━━ Brano proposto ━━
Omar è uno dei pochi che non ha tra­sformato l’ingresso di casa sua in un pic­colo bazar. Di fronte a lui Mohamed, dall’Eritrea, ha una collezione di scarpe, in parte nuove e in parte usate che vende a nove euro al paio. «Le compro a Catania, vado in taxi, andata e ritorno mi costa die­ci euro». Anche Ibrahim, del Gambia, vende scarpe. Prezzi più bassi: un euro al paio. «Le prendo nei cassonetti a Catania, quelle che gli italiani buttano perché sono vecchie». Ma ci sono anche pentole di tutte le misure, quattro o cinque euro l’una. «E’ l’unico modo che ho per aiutare la mia famiglia, in Gambia ho due figli e una moglie», aggiunge Ibrahim.

Bancarelle a ogni passo

Più ci s’avvicina alla mensa, più le ban­carelle aumentano. Un pacco di zucchero e una bottiglia di olio di semi si vendono a un euro e cinquanta, non c’è distinzione. I ba­zar fai da te funzionano anche perché in quello ufficiale del campo le attese a volte sono troppo lunghe. «Ho aspettato un mese per avere uno shampoo», si lamenta Uru, il meccanico delle biciclette. Ogni giorno i migranti ricevono 2 euro e 50 centesimi su un badge. Spendibili solo all’interno del campo, in sigarette, schede telefoniche, ticket da consumare in locali convenzionati (nel paese di Mineo ce ne sono due), o altri prodotti che si possono richiedere al mercato del Cara.
━━━
━━ Materiale estratto ━━
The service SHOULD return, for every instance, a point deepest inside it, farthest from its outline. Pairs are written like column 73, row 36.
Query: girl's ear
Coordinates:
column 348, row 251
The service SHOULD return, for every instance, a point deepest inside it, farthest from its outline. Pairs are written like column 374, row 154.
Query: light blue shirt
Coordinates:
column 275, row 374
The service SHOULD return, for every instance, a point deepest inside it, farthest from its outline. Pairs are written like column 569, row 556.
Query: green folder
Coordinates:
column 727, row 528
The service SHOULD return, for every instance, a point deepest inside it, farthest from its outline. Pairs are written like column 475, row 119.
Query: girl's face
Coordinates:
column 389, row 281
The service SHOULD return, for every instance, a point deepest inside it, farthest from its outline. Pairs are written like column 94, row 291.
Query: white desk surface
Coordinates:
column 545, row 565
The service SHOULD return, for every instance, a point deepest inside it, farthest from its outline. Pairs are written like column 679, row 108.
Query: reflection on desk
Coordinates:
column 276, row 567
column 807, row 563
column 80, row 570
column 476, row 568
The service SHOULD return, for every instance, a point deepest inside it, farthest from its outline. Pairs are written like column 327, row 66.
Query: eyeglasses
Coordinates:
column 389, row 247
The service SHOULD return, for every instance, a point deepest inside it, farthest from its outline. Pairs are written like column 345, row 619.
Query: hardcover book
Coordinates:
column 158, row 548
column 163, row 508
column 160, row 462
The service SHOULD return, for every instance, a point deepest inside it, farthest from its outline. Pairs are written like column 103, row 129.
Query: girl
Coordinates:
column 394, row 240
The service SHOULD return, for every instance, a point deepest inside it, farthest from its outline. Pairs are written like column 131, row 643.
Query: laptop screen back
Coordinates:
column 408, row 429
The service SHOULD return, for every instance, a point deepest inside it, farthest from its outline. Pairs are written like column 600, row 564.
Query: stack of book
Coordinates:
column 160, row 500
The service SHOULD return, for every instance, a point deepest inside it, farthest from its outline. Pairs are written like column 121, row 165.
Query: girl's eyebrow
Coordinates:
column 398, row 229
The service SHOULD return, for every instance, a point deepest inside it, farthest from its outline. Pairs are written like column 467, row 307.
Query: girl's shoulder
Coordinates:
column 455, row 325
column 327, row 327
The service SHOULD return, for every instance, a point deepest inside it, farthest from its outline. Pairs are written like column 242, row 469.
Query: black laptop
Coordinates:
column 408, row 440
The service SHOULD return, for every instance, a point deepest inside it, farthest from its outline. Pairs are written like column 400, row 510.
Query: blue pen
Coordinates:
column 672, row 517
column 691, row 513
━━━
**Compiti da svolgere**
**a)** Rispondi alle seguenti domande sul brano dedicato alle bancarelle del campo:
(i) A quale prezzo vende un paio di scarpe Mohamed?
(ii) Dove si procura Ibrahim le scarpe che mette in vendita?
(iii) Quale somma ricevono ogni giorno i migranti sul badge?
**b)** Prosegui il brano sulle bancarelle del campo a partire dalla sua ultima frase.

**Risposte ai compiti**
**a)**
(i) Nove euro al paio.
(ii) Nei cassonetti a Catania.
(iii) 2 euro e 50 centesimi.

**b)**
«Non pos­siamo dare soldi liquidi, per­ché, visti i grandi numeri, dovremmo blin­dare il cam­po», spiega il presidente del Centro. Un operatore racconta che in esta­te uno degli ospiti si è fatto recapitare un camion fri­gorifero pieno di gelati e ha aperto un piccolo bar. «Noi non siamo pre­posti a sorvegliare gli ospiti o sottrarre loro og­getti che portano nelle loro case», sottoli­nea Maccarrone.

Così ogni pomerig­gio un fruttivendolo di Mineo piazza la sua ape davanti all’entrata del Cara e fa af­fari d’oro ven­dendo ai migranti frutta e verdu­ra. Ha an­che assunto uno degli ospiti che lo aiuta con la traduzione, in cambio di una busta della spesa e una piccola paga.

Un’economia interna ed esterna che ha portato ricchezza a tutto il territorio. «Il consorzio ha assunto 300 dipendenti, quasi tutti della zona – fa i calcoli il diret­tore – I migranti spendono i soldi che han­no a disposizione nei paesi vicini e noi ci rivolgiamo a fornitori locali per i beni di cui necessitiamo. Il Cara è di­ventato la prima impresa del Calatino».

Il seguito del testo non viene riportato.